[Opening Data to examine section]

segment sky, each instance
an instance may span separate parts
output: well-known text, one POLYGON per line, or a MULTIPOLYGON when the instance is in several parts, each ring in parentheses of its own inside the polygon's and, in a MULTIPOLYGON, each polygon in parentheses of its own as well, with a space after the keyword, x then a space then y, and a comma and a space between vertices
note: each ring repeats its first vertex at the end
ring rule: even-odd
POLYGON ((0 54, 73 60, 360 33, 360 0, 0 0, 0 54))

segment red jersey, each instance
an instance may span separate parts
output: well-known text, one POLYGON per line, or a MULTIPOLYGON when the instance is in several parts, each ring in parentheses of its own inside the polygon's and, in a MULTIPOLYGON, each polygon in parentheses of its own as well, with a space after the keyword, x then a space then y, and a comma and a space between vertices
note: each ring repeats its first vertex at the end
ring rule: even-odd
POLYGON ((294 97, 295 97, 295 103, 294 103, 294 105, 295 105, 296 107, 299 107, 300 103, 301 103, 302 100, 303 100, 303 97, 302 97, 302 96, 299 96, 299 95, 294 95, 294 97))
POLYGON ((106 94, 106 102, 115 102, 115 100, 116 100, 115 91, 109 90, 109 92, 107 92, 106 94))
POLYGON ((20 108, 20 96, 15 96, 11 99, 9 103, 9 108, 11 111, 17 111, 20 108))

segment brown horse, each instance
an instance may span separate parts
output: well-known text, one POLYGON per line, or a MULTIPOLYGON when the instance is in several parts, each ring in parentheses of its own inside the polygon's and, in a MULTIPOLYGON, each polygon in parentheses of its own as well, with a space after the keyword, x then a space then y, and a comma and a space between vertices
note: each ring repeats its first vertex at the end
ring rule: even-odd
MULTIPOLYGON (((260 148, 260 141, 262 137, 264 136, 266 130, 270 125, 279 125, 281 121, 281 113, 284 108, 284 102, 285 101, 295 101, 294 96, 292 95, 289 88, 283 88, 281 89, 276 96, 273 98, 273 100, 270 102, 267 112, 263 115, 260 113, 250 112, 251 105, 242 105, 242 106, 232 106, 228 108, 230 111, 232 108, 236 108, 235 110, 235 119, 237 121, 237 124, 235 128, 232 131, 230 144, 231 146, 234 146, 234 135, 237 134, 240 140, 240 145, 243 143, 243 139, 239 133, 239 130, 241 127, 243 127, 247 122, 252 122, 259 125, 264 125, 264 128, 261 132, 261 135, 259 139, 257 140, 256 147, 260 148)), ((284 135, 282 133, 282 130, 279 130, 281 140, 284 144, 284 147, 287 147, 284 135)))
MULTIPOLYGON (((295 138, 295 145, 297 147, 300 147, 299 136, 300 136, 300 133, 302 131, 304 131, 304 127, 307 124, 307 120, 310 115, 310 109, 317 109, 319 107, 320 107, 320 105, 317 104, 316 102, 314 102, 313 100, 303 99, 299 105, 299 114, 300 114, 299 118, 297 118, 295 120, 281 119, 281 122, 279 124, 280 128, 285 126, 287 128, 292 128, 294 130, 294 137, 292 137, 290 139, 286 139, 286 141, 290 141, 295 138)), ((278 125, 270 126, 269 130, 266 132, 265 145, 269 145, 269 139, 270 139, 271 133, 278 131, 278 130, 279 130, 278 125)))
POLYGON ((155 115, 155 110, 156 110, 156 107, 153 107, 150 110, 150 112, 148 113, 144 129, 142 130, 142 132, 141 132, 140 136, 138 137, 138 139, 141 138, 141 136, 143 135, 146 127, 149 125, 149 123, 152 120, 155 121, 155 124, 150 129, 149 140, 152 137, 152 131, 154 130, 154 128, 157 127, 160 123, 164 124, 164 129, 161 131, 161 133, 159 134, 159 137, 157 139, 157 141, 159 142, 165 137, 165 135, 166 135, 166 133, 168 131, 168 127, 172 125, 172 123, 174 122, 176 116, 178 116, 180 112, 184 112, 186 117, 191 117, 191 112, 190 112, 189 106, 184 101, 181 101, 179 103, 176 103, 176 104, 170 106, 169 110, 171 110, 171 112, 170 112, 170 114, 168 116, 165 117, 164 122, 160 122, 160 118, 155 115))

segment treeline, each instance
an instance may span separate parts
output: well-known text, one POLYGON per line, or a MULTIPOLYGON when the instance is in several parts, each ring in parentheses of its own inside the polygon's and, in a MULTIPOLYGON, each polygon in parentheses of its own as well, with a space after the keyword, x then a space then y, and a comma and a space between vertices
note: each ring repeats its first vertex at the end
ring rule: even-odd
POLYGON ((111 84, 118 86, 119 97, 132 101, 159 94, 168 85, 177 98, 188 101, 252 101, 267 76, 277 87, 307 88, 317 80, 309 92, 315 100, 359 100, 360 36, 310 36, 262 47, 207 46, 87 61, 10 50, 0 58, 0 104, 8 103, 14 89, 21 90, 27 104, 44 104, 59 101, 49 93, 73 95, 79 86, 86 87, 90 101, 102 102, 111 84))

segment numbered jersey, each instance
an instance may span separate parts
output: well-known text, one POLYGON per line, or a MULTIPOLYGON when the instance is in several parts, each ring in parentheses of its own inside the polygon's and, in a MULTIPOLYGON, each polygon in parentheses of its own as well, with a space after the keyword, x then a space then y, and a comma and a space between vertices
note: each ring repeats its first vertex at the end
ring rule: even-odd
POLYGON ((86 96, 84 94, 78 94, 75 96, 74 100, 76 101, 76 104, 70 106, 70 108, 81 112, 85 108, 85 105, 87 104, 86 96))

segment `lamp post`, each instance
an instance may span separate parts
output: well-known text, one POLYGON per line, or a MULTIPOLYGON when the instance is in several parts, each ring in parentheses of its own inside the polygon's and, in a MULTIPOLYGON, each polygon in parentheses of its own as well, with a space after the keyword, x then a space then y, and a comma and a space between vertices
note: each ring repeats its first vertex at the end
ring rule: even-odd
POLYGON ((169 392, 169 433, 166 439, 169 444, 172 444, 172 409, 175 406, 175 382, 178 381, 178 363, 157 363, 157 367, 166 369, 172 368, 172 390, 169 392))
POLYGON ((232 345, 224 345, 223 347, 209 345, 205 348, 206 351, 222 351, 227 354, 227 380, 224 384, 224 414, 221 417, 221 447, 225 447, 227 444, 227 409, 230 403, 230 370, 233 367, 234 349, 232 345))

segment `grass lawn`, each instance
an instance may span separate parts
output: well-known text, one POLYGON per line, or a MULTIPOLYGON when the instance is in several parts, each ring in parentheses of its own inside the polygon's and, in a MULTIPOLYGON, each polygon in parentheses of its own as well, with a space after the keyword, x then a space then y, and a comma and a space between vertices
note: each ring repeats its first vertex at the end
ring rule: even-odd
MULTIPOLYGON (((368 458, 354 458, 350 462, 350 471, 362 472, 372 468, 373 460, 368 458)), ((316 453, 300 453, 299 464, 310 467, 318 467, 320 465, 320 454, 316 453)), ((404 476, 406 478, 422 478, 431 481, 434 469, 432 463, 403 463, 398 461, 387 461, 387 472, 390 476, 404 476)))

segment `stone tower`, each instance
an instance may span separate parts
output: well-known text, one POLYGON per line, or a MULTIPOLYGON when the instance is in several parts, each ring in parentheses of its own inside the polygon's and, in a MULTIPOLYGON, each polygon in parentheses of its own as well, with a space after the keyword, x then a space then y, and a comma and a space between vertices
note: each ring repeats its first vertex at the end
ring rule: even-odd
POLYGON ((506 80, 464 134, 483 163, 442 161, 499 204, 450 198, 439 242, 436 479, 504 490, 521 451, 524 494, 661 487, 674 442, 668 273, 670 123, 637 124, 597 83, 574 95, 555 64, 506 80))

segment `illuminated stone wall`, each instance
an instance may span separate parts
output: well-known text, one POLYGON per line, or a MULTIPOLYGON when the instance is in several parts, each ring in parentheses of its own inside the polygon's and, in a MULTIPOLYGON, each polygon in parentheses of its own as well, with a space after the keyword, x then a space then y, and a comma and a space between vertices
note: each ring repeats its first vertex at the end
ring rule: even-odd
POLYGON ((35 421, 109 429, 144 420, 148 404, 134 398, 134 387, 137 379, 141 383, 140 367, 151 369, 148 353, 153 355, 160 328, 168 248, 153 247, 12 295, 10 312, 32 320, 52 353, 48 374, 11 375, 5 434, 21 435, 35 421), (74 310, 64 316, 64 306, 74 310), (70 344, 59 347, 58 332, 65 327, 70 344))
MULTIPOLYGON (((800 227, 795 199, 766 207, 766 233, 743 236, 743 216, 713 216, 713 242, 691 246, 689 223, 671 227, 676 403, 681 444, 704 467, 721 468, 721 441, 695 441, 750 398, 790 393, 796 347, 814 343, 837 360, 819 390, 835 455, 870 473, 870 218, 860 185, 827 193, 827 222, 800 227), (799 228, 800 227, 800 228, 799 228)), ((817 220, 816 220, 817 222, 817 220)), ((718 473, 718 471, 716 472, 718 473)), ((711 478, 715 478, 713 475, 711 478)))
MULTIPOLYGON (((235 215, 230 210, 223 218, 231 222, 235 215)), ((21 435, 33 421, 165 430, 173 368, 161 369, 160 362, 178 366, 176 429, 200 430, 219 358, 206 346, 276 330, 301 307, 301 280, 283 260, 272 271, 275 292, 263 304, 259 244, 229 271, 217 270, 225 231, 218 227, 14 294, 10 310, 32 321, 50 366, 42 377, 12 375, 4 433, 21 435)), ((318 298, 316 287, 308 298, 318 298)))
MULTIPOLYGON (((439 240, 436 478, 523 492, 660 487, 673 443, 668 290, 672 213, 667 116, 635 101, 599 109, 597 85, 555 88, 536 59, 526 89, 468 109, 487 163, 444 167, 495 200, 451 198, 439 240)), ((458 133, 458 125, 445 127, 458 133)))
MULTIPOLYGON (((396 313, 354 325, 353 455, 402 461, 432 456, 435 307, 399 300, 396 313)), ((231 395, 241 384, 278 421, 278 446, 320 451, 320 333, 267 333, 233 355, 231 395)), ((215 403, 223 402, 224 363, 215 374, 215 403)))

[Closing Data to examine section]
[Opening Data to examine section]

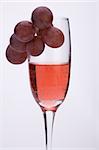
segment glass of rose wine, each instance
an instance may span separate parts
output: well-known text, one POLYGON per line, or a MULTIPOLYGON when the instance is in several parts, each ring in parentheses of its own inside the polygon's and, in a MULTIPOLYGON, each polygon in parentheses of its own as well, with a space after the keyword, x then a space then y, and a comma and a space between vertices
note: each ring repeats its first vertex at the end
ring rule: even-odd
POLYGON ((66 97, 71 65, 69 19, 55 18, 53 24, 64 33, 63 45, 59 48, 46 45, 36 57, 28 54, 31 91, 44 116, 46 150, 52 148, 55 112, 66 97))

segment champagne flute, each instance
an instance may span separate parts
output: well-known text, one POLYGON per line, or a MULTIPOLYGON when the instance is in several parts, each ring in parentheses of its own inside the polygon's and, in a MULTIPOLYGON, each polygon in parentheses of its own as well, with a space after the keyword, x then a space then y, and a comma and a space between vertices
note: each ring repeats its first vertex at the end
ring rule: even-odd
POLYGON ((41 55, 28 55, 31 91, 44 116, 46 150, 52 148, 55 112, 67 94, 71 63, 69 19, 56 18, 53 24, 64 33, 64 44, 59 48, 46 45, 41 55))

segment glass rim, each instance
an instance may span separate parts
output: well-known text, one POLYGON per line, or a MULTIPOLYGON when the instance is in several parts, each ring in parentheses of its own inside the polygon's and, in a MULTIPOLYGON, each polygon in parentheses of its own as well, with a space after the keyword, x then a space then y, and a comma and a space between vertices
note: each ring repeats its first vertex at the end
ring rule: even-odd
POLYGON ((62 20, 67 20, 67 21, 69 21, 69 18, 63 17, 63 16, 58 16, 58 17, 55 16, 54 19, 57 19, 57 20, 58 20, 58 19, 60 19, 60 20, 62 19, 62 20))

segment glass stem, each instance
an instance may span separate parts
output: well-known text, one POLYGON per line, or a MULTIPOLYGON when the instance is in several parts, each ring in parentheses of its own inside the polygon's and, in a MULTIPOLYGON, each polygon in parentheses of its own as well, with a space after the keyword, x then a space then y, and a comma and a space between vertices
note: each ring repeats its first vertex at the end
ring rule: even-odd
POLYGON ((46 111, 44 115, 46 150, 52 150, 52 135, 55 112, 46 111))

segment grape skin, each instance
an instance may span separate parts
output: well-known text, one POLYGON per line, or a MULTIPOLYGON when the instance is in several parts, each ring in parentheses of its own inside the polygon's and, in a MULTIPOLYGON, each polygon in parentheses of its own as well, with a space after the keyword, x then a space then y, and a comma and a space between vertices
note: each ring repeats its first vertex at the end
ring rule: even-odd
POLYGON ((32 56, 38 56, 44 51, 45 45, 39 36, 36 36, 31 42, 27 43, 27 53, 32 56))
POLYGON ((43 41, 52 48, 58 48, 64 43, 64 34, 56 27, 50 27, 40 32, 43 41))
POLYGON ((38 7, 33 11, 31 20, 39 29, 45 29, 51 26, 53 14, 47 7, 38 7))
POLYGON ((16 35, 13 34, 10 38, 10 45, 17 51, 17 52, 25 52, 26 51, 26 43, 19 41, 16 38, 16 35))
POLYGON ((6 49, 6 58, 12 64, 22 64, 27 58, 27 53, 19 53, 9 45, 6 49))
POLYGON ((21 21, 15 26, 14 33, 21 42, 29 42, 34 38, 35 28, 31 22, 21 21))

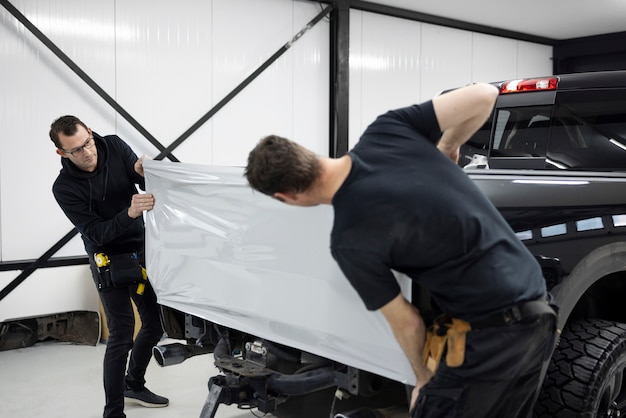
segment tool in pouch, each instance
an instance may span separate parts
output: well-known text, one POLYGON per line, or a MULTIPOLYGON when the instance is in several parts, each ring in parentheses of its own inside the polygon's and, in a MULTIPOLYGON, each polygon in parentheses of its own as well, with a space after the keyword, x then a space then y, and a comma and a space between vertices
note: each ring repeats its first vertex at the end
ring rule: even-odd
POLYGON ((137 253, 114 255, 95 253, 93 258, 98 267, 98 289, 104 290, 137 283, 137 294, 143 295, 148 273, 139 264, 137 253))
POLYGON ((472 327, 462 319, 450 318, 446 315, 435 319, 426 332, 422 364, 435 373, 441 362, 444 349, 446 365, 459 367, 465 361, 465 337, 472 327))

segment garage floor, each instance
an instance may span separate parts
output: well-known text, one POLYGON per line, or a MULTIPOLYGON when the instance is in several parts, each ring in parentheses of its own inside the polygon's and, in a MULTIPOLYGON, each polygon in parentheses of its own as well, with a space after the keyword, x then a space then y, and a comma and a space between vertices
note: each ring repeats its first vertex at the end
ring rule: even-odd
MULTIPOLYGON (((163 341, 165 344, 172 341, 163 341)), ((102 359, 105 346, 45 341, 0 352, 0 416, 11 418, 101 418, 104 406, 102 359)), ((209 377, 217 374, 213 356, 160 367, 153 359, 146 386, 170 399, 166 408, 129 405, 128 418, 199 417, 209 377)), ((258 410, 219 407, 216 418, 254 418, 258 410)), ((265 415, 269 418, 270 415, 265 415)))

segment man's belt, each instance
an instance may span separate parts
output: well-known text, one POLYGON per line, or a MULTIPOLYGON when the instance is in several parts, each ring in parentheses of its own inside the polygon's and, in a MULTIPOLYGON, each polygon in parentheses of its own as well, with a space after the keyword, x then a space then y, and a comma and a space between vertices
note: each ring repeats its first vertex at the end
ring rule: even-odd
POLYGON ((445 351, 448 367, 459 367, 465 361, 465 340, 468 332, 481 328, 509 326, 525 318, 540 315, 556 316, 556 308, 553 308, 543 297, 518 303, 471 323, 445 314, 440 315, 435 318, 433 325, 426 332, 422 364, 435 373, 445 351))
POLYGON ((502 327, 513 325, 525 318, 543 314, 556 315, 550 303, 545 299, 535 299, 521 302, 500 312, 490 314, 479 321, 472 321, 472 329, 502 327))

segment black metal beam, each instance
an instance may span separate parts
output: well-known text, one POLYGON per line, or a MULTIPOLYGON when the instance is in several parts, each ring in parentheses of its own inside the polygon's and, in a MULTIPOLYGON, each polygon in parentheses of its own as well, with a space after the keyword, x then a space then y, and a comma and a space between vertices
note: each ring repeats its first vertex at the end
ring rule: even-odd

[Closing Data to examine section]

Look through the records for the string "jersey". Copy every line that has it.

Answer for the task:
segment red jersey, each instance
segment numbered jersey, each instance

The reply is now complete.